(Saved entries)
────

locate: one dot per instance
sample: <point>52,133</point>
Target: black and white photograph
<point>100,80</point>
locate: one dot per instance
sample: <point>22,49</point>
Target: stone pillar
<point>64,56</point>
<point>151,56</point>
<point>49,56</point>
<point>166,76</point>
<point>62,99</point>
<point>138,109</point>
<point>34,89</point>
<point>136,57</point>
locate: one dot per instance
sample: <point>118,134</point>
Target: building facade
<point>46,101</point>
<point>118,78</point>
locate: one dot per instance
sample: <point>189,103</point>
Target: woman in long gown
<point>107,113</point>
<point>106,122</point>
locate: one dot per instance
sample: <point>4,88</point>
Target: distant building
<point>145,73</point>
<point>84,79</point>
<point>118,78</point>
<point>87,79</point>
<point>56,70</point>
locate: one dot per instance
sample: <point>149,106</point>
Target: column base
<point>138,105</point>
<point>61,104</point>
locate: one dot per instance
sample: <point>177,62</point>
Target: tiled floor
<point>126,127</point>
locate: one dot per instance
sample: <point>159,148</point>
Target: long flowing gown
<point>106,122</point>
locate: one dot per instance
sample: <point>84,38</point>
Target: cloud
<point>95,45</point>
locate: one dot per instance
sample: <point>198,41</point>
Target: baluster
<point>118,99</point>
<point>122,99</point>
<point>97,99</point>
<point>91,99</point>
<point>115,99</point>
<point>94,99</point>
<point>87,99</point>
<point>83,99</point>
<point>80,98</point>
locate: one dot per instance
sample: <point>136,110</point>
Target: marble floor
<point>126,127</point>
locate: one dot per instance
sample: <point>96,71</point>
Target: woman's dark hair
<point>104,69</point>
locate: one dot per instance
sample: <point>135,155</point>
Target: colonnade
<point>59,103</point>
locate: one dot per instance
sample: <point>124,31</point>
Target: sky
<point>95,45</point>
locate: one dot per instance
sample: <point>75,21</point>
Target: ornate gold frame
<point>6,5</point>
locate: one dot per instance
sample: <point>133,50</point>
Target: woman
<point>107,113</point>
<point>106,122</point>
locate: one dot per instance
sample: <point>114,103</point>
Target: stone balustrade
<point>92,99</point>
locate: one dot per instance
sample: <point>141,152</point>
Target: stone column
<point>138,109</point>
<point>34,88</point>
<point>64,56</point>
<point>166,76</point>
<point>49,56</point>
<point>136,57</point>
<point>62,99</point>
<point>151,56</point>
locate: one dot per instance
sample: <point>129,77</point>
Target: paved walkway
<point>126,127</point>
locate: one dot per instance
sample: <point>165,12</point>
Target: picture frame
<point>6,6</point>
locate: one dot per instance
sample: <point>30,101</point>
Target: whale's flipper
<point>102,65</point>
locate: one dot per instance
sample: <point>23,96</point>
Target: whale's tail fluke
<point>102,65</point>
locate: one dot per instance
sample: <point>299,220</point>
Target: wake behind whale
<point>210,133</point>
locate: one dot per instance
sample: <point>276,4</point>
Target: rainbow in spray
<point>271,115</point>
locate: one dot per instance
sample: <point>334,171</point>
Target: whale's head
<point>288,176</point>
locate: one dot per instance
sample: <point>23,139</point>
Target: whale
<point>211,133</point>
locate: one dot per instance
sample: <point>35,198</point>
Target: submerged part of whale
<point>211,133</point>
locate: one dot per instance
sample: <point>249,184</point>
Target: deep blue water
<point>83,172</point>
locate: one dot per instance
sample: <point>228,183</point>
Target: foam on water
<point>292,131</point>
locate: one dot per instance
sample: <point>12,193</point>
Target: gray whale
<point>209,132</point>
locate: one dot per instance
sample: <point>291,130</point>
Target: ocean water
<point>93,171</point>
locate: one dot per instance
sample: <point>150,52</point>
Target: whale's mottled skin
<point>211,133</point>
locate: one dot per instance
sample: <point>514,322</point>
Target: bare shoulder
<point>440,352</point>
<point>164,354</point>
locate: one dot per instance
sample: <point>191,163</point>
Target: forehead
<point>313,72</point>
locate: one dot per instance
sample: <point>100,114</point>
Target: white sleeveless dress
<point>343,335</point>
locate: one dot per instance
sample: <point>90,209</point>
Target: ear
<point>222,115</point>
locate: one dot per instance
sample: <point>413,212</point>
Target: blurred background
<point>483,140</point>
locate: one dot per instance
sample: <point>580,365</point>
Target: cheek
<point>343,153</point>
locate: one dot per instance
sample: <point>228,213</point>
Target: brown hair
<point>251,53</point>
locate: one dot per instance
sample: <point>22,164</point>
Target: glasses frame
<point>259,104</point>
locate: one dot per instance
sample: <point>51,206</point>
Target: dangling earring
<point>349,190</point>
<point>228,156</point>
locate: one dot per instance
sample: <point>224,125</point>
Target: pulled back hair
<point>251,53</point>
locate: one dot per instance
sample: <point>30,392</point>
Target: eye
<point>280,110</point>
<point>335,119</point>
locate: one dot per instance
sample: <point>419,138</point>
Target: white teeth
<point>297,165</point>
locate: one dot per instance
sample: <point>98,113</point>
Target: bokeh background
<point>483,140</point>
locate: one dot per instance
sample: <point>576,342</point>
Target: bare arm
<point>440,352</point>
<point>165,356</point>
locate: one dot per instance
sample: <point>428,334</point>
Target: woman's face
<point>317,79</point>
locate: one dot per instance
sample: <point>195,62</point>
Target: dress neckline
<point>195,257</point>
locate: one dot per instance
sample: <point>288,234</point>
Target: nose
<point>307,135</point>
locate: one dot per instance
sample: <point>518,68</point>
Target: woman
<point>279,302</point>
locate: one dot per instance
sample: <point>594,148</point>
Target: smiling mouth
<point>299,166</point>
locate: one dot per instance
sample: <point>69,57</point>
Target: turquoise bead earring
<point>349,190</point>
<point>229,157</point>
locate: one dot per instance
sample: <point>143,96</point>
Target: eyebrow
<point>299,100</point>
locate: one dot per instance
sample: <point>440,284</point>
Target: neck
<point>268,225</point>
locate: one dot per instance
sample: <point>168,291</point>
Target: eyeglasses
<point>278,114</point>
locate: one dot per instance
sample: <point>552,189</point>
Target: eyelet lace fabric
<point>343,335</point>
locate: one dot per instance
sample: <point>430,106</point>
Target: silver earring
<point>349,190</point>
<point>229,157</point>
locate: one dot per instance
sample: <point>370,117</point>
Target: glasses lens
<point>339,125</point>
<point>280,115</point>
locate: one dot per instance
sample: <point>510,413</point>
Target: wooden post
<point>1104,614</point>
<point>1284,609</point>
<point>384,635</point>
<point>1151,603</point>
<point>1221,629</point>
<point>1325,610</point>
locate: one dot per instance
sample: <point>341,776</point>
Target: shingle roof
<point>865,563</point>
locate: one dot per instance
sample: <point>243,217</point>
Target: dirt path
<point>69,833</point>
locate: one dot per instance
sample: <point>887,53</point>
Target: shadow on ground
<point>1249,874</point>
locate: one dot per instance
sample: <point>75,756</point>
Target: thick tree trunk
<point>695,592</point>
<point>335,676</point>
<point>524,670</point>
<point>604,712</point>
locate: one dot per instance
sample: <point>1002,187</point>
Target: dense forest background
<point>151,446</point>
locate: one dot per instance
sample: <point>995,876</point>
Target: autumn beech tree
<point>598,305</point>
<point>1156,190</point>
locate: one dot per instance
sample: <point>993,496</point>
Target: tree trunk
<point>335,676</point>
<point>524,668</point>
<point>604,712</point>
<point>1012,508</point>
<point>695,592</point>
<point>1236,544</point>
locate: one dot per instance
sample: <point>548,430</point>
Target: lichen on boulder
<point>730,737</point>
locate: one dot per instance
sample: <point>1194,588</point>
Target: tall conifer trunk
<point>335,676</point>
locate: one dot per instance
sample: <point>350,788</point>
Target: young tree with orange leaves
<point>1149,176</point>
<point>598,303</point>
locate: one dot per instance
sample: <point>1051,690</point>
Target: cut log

────

▶ **TASK ITEM**
Reproduce, please, every line of the records above without alteration.

▶ **SOLUTION FOR THIS EXERCISE**
locate: one dot per instance
sample: <point>52,133</point>
Target: black and white photograph
<point>100,80</point>
locate: one dot per instance
sample: <point>22,49</point>
Target: stone pillar
<point>64,56</point>
<point>151,56</point>
<point>49,56</point>
<point>166,76</point>
<point>62,99</point>
<point>138,109</point>
<point>34,89</point>
<point>136,57</point>
locate: one dot per instance
sample: <point>118,134</point>
Target: building facade
<point>46,101</point>
<point>118,78</point>
locate: one dot per instance
sample: <point>189,103</point>
Target: woman in long gown
<point>107,113</point>
<point>106,122</point>
locate: one dot per instance
sample: <point>4,88</point>
Target: distant building
<point>145,73</point>
<point>84,79</point>
<point>118,78</point>
<point>87,79</point>
<point>56,70</point>
locate: one dot per instance
sample: <point>149,106</point>
Target: column base
<point>138,105</point>
<point>61,104</point>
locate: one dot per instance
sample: <point>177,62</point>
Target: tiled floor
<point>126,127</point>
locate: one dot per instance
sample: <point>159,148</point>
Target: long flowing gown
<point>106,122</point>
locate: one dot per instance
sample: <point>84,38</point>
Target: cloud
<point>95,45</point>
locate: one dot per instance
sample: <point>198,41</point>
Target: baluster
<point>118,99</point>
<point>122,99</point>
<point>97,99</point>
<point>91,99</point>
<point>115,99</point>
<point>94,99</point>
<point>87,99</point>
<point>83,99</point>
<point>80,98</point>
locate: one dot per instance
sample: <point>136,110</point>
Target: marble floor
<point>126,127</point>
locate: one dot per instance
sample: <point>96,71</point>
Target: woman's dark hair
<point>104,69</point>
locate: one dot per instance
sample: <point>135,155</point>
Target: colonnade
<point>59,103</point>
locate: one dot per instance
sample: <point>124,31</point>
Target: sky
<point>95,45</point>
locate: one dot per instance
sample: <point>75,21</point>
Target: ornate gold frame
<point>6,5</point>
locate: one dot per instance
sample: <point>133,50</point>
Target: woman
<point>107,113</point>
<point>106,122</point>
locate: one dot per instance
sample: <point>114,103</point>
Target: stone balustrade
<point>92,99</point>
locate: one dot per instance
sample: <point>141,152</point>
Target: stone column
<point>138,109</point>
<point>34,88</point>
<point>64,56</point>
<point>166,76</point>
<point>49,56</point>
<point>136,57</point>
<point>62,99</point>
<point>151,56</point>
locate: one dot per instance
sample: <point>129,77</point>
Target: paved walkway
<point>126,127</point>
locate: one dot per instance
sample: <point>165,12</point>
Target: picture frame
<point>6,6</point>
locate: one dot per instance
sample: <point>30,101</point>
Target: whale's flipper
<point>102,65</point>
locate: one dot per instance
sample: <point>23,96</point>
Target: whale's tail fluke
<point>102,65</point>
locate: one dot per instance
sample: <point>299,220</point>
Target: wake behind whale
<point>210,133</point>
locate: one dot per instance
sample: <point>276,4</point>
Target: rainbow in spray
<point>271,115</point>
locate: one dot per instance
sample: <point>334,171</point>
Target: whale's head
<point>288,176</point>
locate: one dot per instance
sample: <point>23,139</point>
Target: whale
<point>211,133</point>
locate: one dot per instance
sample: <point>35,198</point>
Target: submerged part of whale
<point>211,133</point>
locate: one dot per instance
sample: <point>249,184</point>
Target: deep blue water
<point>83,172</point>
locate: one dot per instance
sample: <point>228,183</point>
Target: foam on water
<point>292,131</point>
locate: one dot per instance
sample: <point>12,193</point>
Target: gray whale
<point>209,132</point>
locate: one dot per instance
sample: <point>291,130</point>
Target: ocean water
<point>93,171</point>
locate: one dot per instance
sample: <point>150,52</point>
Target: whale's mottled skin
<point>211,133</point>
locate: one dot per instance
sample: <point>514,322</point>
Target: bare shoulder
<point>440,352</point>
<point>164,354</point>
locate: one dot per instance
sample: <point>191,163</point>
Target: forehead
<point>313,72</point>
locate: one dot per instance
sample: <point>100,114</point>
Target: white sleeveless dress
<point>343,335</point>
locate: one dot per instance
sample: <point>90,209</point>
Target: ear
<point>222,115</point>
locate: one dot per instance
sample: <point>413,212</point>
Target: blurred background
<point>483,140</point>
locate: one dot per instance
sample: <point>580,365</point>
Target: cheek
<point>343,153</point>
locate: one dot per instance
sample: <point>228,213</point>
Target: brown hair
<point>251,53</point>
locate: one dot per instance
sample: <point>22,164</point>
Target: glasses frame
<point>259,104</point>
locate: one dot per instance
sample: <point>51,206</point>
Target: dangling earring
<point>349,190</point>
<point>228,156</point>
locate: one dot per instance
sample: <point>224,125</point>
Target: pulled back hair
<point>251,53</point>
locate: one dot per instance
sample: <point>30,392</point>
Target: eye
<point>280,110</point>
<point>335,119</point>
locate: one dot per instance
sample: <point>419,138</point>
Target: white teeth
<point>297,165</point>
locate: one dot per instance
sample: <point>98,113</point>
Target: bokeh background
<point>483,140</point>
locate: one dot per instance
sample: <point>576,342</point>
Target: bare arm
<point>440,352</point>
<point>165,356</point>
locate: one dot per instance
sample: <point>428,334</point>
Target: woman's face
<point>317,79</point>
locate: one dot per instance
sample: <point>195,62</point>
Target: dress neckline
<point>195,257</point>
locate: one dot per instance
sample: <point>288,234</point>
Target: nose
<point>307,135</point>
locate: one dot per instance
sample: <point>518,68</point>
Target: woman
<point>279,302</point>
locate: one dot per instance
sample: <point>594,148</point>
Target: smiling mouth
<point>299,166</point>
locate: one dot per instance
sample: <point>69,57</point>
Target: turquoise bead earring
<point>349,190</point>
<point>229,157</point>
locate: one dot per instance
sample: <point>143,96</point>
Target: eyebrow
<point>299,100</point>
locate: one dot per instance
sample: <point>440,284</point>
Target: neck
<point>268,225</point>
locate: one dot per instance
sample: <point>168,291</point>
Target: eyeglasses
<point>278,114</point>
locate: one dot per instance
sample: <point>552,189</point>
Target: eyelet lace fabric
<point>343,335</point>
locate: one dot per instance
sample: <point>430,106</point>
Target: silver earring
<point>349,190</point>
<point>229,157</point>
locate: one dot per instance
sample: <point>370,117</point>
Target: glasses lens
<point>339,125</point>
<point>280,115</point>
locate: one dot per instance
sample: <point>510,413</point>
Target: wooden post
<point>1104,614</point>
<point>1284,609</point>
<point>384,635</point>
<point>1151,603</point>
<point>1221,629</point>
<point>1325,610</point>
locate: one dot per instance
sample: <point>341,776</point>
Target: shingle roof
<point>865,563</point>
locate: one dot per instance
sample: <point>243,217</point>
Target: dirt path
<point>69,833</point>
locate: one dot per instance
sample: <point>887,53</point>
Target: shadow on ground
<point>1249,874</point>
locate: one dot per instance
sample: <point>75,756</point>
Target: thick tree trunk
<point>695,592</point>
<point>335,676</point>
<point>524,670</point>
<point>604,712</point>
locate: one dot per instance
sample: <point>1002,187</point>
Target: dense forest background
<point>151,446</point>
locate: one dot per instance
sample: <point>995,876</point>
Target: autumn beech tree
<point>598,305</point>
<point>1156,190</point>
locate: one dot per instance
sample: <point>993,496</point>
Target: tree trunk
<point>335,676</point>
<point>524,668</point>
<point>604,712</point>
<point>1012,508</point>
<point>695,592</point>
<point>1236,544</point>
locate: one dot per instance
sample: <point>548,430</point>
Target: lichen on boulder
<point>730,737</point>
locate: one dot per instance
sample: <point>1194,588</point>
Target: tall conifer trunk
<point>335,676</point>
locate: one dot per instance
sample: <point>350,788</point>
Target: young tree with orange leaves
<point>1149,176</point>
<point>598,303</point>
locate: one dot per instance
sample: <point>1051,690</point>
Target: cut log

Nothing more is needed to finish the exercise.